*** Opening of EXTRACT TO READ ***

Lets take the 7900xt as an example. 52 TFlops for $900. I remember the Rx480. 5 TFlops for $270. So the price is about 3.33x and the performance is 10x. Same thing for the 2060 (6 TFlops for $320). The price/performance of the new 7900 GPUs is great. The 6950 if you can get one below $700, is also great, since its frame rate is 30% lower than the 7900, or worth $200 less. And there is a supply of both GPUs new at these prices. The 7900 xtx - is only about 3% better price/performance, and reviewers are losing their minds over this and trashing the 7900xt, even though you cannot find a 7900 xtx anywhere near MSRP, or at any price. I found 5 7900xt's today at MSRP, for sale.

overall, I feel like there has never been better value-for-money with AMD GPUs.

And don't forget that starting with 68xx and 69xx AMD mobile cpu's, you get 1.5 TFlops of RDNA2 iGPU power, 2x more than Intel has EVER produced. It's enough for esports at 60-90 fps at 1080p. Value for money. I have a ryzen 5700g cpu with 0.8 TFlops of iGPU, rx550 performance, handles 1080p for really light titles on low settings, or most games at 720p, and it can be moved to a HTPC later and still be a useful 3D device.

*** Close of EXTRACT TO READ ***
*** Opening of DATA FOR ANALYSIS ***

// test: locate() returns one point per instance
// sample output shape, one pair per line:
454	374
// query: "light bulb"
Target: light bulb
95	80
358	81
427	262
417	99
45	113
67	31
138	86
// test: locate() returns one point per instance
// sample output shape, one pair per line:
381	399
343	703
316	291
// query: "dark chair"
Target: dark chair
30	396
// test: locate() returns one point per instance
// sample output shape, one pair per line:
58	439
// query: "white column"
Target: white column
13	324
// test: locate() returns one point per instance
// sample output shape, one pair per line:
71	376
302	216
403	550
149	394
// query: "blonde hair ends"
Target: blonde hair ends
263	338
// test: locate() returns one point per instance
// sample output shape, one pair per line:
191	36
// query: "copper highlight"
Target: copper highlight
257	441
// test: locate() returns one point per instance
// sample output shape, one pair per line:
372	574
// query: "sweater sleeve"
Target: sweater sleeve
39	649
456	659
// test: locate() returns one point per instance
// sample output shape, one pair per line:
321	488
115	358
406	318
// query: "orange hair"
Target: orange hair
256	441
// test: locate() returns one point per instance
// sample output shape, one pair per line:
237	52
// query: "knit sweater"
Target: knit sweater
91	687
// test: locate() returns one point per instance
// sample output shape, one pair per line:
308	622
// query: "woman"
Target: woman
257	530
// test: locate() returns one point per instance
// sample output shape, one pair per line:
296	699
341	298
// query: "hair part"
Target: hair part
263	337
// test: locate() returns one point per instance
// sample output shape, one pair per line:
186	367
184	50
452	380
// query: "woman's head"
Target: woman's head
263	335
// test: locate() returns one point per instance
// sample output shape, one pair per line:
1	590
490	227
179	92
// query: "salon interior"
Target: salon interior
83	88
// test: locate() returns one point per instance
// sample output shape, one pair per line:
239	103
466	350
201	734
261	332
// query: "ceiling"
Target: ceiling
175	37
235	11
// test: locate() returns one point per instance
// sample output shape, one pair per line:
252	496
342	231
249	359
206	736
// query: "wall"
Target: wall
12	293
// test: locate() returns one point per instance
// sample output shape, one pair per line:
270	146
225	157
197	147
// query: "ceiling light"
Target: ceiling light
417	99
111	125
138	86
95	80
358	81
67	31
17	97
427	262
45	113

*** Close of DATA FOR ANALYSIS ***
*** Opening of DATA FOR ANALYSIS ***

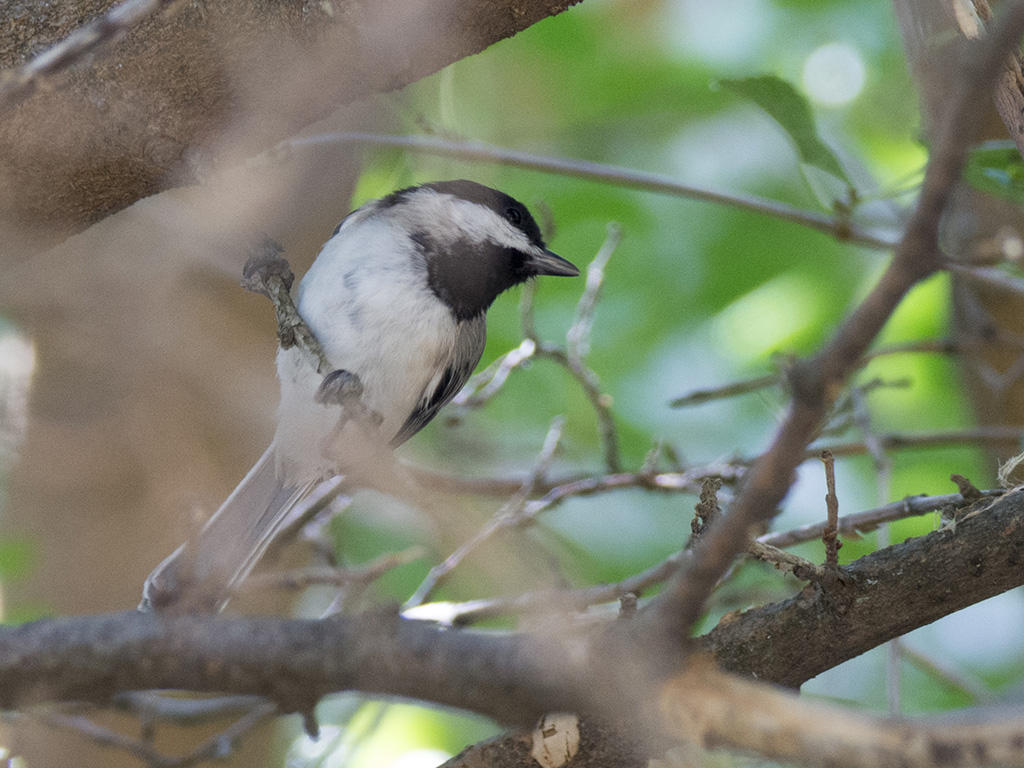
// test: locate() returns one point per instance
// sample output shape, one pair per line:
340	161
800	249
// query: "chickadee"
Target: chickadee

*** Close of DATA FOR ANALYSIS ***

- _TASKS FOR THIS EXERCISE_
1 > Answer these questions about the post on AMD graphics card value:
(a) What performance and price does the post give for the Rx480?
(b) How many 7900xt cards did the writer find for sale at MSRP that day?
(c) Which CPU does the writer own, and how many TFlops of iGPU power does it have?
2 > Continue the post on AMD graphics card value with a few sentences that follow on from its last line.

- _ACTIVITY ANSWERS_
1 >
(a) 5 TFlops for $270.
(b) Five.
(c) A Ryzen 5700g, with 0.8 TFlops of iGPU power.

2 >
A GPU is a whole computer-within-a-computer, it has RAM, CPU, Cooling, Lighting, and Case. It just lacks a power supply.

People are trashing the 4080 but I have to say, it has the lowest power per frame and most quiet fan which is amazing. It absolutely sips power, 25% less power per frame compared to its closest competitor the new AMD 7900. Yes it's gigantic and can eat a lot of power but it also has all the bells and whistles, best ray tracing, best Cuda, best H.264 encoding, best Blender/3D-Rendering, and until today, best AI acceleration (it was beaten today by the 7900xt). Overall it's got a high price but it does freaking everything you would ever want to do with a GPU, it's a real 4-to-5-yr card. Value for money if you consider the longevity, $240 per year, better than a $500 card you keep for only 2 years.